== ACTIVITY ==
Starting at the top line, print the entries below exactly as they are and skip every picture.

== MATERIAL TO PROCESS ==
---+---

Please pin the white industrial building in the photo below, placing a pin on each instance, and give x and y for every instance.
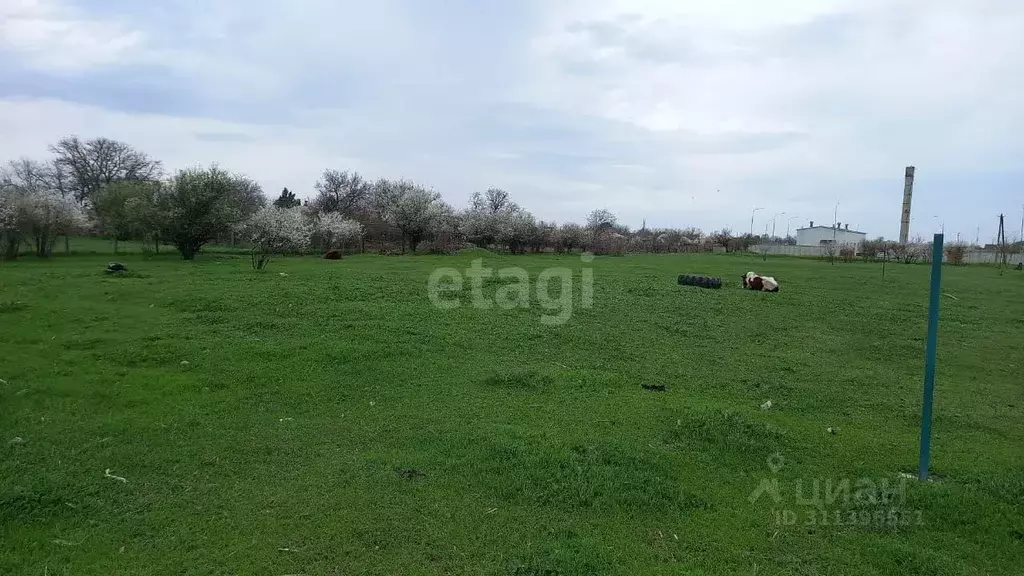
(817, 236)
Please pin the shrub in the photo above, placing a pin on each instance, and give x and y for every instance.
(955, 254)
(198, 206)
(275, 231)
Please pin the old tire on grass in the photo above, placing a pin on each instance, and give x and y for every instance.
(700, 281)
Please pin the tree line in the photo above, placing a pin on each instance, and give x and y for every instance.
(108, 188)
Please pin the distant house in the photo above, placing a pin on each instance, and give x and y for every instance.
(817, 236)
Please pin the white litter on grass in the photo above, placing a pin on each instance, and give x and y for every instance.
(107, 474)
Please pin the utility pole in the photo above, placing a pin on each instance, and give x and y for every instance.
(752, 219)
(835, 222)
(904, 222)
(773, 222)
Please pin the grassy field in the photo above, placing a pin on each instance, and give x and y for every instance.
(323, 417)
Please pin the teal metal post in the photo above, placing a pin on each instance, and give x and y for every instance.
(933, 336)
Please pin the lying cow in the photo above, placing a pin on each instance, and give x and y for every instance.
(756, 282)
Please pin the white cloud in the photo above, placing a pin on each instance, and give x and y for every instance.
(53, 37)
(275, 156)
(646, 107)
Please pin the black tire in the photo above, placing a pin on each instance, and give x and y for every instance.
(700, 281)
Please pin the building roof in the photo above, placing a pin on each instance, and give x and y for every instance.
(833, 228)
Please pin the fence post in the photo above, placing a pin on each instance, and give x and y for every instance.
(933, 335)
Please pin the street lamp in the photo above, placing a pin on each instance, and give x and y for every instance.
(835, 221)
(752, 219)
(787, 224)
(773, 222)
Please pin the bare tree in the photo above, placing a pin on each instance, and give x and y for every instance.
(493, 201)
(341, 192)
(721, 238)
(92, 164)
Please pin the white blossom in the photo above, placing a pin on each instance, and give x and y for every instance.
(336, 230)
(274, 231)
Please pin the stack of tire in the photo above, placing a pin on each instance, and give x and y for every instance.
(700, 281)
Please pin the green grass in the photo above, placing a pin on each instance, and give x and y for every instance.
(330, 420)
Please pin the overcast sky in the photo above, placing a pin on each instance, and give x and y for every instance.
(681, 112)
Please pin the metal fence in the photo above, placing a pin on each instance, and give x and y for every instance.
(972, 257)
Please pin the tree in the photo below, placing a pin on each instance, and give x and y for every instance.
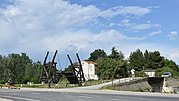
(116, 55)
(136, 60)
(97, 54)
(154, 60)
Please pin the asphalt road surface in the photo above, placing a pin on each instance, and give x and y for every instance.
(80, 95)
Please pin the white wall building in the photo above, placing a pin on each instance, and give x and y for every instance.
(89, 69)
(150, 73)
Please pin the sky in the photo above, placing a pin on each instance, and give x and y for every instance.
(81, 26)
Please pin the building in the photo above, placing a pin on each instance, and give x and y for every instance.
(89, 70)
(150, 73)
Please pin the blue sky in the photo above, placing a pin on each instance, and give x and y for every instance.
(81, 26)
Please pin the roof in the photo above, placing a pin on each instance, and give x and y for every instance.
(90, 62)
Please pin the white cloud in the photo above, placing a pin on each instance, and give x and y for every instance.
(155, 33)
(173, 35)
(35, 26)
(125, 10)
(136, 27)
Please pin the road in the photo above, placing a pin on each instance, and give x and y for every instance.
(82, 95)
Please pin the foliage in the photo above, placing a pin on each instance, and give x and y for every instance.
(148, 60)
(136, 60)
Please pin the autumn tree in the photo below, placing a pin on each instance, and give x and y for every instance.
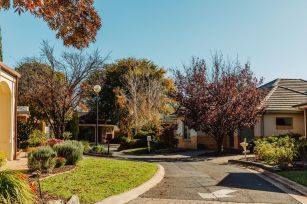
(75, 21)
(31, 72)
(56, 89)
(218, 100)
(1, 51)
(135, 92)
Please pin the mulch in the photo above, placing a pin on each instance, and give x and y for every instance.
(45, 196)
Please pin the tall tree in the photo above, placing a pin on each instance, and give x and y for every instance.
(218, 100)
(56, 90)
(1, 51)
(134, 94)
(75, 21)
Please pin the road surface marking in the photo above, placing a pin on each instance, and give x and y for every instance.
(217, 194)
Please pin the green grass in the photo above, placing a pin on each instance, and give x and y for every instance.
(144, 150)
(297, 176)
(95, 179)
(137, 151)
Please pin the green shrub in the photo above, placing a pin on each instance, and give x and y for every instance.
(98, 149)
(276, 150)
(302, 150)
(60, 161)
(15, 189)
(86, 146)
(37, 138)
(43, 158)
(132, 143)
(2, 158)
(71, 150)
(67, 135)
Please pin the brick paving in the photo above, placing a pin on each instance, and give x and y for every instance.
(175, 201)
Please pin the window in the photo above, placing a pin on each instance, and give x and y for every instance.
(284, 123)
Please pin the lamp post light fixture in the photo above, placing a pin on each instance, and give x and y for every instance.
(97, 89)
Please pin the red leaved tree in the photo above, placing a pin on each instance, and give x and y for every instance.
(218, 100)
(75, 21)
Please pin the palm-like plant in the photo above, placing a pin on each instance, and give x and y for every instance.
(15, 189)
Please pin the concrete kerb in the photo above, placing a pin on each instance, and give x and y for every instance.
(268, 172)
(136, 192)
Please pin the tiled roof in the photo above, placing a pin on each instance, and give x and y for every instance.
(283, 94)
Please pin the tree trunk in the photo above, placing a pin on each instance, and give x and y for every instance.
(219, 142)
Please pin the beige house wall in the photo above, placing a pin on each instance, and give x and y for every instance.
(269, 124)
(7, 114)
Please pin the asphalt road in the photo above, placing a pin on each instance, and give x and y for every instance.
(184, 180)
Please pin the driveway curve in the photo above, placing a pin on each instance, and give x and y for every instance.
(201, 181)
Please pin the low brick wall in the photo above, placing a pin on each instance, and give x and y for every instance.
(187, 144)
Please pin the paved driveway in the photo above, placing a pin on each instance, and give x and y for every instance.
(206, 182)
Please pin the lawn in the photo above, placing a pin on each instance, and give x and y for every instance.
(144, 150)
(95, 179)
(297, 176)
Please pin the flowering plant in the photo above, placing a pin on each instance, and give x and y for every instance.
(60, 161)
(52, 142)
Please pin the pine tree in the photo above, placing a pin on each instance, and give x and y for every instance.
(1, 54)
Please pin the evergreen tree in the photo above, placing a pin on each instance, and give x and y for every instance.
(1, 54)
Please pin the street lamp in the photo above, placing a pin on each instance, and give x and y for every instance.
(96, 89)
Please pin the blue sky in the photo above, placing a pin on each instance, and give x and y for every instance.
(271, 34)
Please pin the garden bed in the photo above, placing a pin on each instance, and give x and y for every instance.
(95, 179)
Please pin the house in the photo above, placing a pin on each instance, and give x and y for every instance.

---+---

== YOUR SOLUTION ==
Please pin the white industrial building in the photo below, placing a pin on each instance, and give x and y for every instance.
(817, 236)
Please pin the shrub in the photo above, placing a pin on each instance, and give x and y for every instance.
(955, 254)
(198, 206)
(275, 231)
Please pin the old tire on grass in the photo above, placing a pin on each instance, and give x and y for every instance.
(700, 281)
Please pin the tree line in the photo above, placing a pin on each instance, and give x and y for every instance.
(108, 188)
Please pin the distant house in the photo above, placing a pin on each instance, and give x and y for every instance.
(817, 236)
Please pin the white litter on grass in the photo above, placing a pin on each instance, and give x and y for every instance.
(107, 474)
Please pin the utility pole in the photo above, placing a pin on each instance, and give x and y for every instance.
(752, 219)
(835, 222)
(904, 222)
(773, 222)
Please pin the grassy field in the photo above, placing a pin on each instance, and give x and y for every instance.
(323, 417)
Please pin the teal metal post in the photo above, placing a pin on each instance, and give x and y for every instance.
(933, 336)
Please pin the lying cow in the photo above, placing a pin on each instance, and give x and y for every instance.
(756, 282)
Please pin the white cloud in the photo above, placing a pin on each instance, and give x and y for every instance.
(53, 37)
(275, 156)
(646, 107)
Please pin the black tire in the photo above, placing a pin on each instance, and give x and y for every instance.
(700, 281)
Please pin the building roof in the photo above, placing a pin on each instance, and give x and y for every instance.
(833, 228)
Please pin the fence post in the photo above, placing a pin on each instance, and give x and y for every instance.
(933, 335)
Please pin the street lamp in the photo above, placing a pin on each instance, and give x and y for every instance.
(835, 221)
(752, 219)
(787, 224)
(773, 222)
Please pin the bare tree in the photo above, placing a pin on each instance, and give x and y for every instance.
(493, 201)
(341, 192)
(721, 238)
(92, 164)
Please pin the white blossom in the photo above, placing a pin on each instance, and give x and y for every instance.
(336, 230)
(274, 231)
Please pin the stack of tire in the photo above, placing a pin on each instance, and give x and y for every instance.
(700, 281)
Please pin the green grass in the photo above, placing a pin on each instance, and give x and y for every instance.
(330, 420)
Please pin the overcast sky in the photo above, placing a pin on each instance, and give x and y for every instance.
(681, 112)
Please pin the metal fence in the photo above, placing a pin on each instance, and give x and y for every instance.
(972, 257)
Please pin the tree in the photo below, placing a pin on each instance, and give x and y for every instance.
(116, 55)
(136, 60)
(97, 54)
(154, 60)
Please pin the asphalt road surface in the photo above, placing a pin on each instance, and give x and y for every instance.
(80, 95)
Please pin the white wall building in the photo above, placing a pin on each instance, and give x and y for every instance.
(89, 69)
(150, 73)
Please pin the sky in the photo above, placing a pin on each instance, and give x and y for every instance.
(81, 26)
Please pin the building in the photo above, placing a pin on each instance, and give x and y for every instance.
(89, 70)
(150, 73)
Please pin the blue sky in the photo above, placing a pin on each instance, and give x and y for every instance.
(81, 26)
Please pin the roof in the photo above, placing a pin on each instance, and give x and y for every instance.
(90, 62)
Please pin the white cloud in the photo above, placing a pin on each instance, and give x and y for every instance.
(155, 33)
(173, 35)
(35, 26)
(125, 10)
(136, 27)
Please pin the road in the photo above, placing a pin on each instance, and give x and y for every instance.
(82, 95)
Please pin the foliage in the photo above, placing a pin on each instance, and give x and y for every instance.
(148, 60)
(136, 60)
Please pin the autumn tree in the photo below, placing a pin on each instance, and give x and y for every instance.
(75, 21)
(31, 72)
(56, 89)
(218, 100)
(1, 51)
(135, 92)
Please pin the mulch in the photo above, placing a pin on each instance, and give x and y for every instance.
(45, 196)
Please pin the tall tree in the photo above, placing a pin on each instance, and give x and y for every instance.
(218, 100)
(56, 90)
(1, 51)
(134, 94)
(75, 21)
Please pin the road surface marking in the photo above, placing a pin on each instance, and give x and y for every instance.
(217, 194)
Please pin the green grass in the photo above, placing a pin on each instance, and give x and y for every instance.
(144, 150)
(297, 176)
(95, 179)
(137, 151)
Please pin the green shrub in the photo above, placing a pin on each instance, and give x and y for every instance.
(98, 149)
(276, 150)
(302, 150)
(60, 161)
(15, 189)
(86, 146)
(37, 138)
(43, 158)
(132, 143)
(2, 158)
(71, 150)
(67, 135)
Please pin the brick paving in the photo above, placing a pin on each instance, and give x and y for every instance.
(175, 201)
Please pin the window in the photo above, placing a pin on each instance, and give x and y for every instance.
(284, 123)
Please pin the lamp post light fixture in the photo above, placing a pin on each instance, and give x and y for every instance.
(97, 89)
Please pin the red leaved tree in the photo above, placing a pin on each instance, and give x and y for every instance.
(218, 100)
(75, 21)
Please pin the palm-like plant in the photo above, placing a pin on each instance, and give x and y for every instance.
(15, 189)
Please pin the concrete kerb in the photo above, placing a pin on each instance, and give x and y for every instance.
(268, 172)
(136, 192)
Please pin the tiled roof in the photo above, placing a pin on each instance, and give x and y for every instance.
(283, 94)
Please pin the tree trunk in the photo above, placing a pin on each instance, and give x and y for every instance.
(219, 142)
Please pin the beige house wall in the photo above, placing a pin on each instance, and give x and y for every instance.
(269, 124)
(7, 114)
Please pin the asphalt road in the photo above, placing a pin on each instance, and give x and y for every instance.
(184, 180)
Please pin the driveway curve in the photo above, placing a pin on each instance, and give x and y for every instance.
(201, 181)
Please pin the low brick wall in the photo above, placing a pin on each instance, and give x and y for every instance.
(187, 144)
Please pin the paved driveway in the photo above, placing a pin on each instance, and give x and y for every instance.
(206, 182)
Please pin the lawn in the photo above, placing a pin on each instance, and give x and y for every instance.
(144, 150)
(95, 179)
(297, 176)
Please pin the flowering plant in the photo above, placing a pin on each instance, and give x and y for every instance.
(60, 161)
(52, 142)
Please pin the pine tree in the photo above, placing a pin on each instance, and give x and y for every instance.
(1, 54)
Please pin the evergreen tree in the photo above, placing a pin on each instance, and give x and y for every instance.
(1, 54)
Please pin the street lamp in the photo above, placing a pin on each instance, and give x and y for every instance.
(96, 89)
Please pin the blue sky in the photo above, placing a pin on each instance, and give x and y for every instance.
(271, 34)
Please pin the garden bed in the photo above, placing a pin on each instance, and give x and y for every instance.
(95, 179)
Please pin the house in the photo above, placing a pin on each instance, and give x and y for every instance.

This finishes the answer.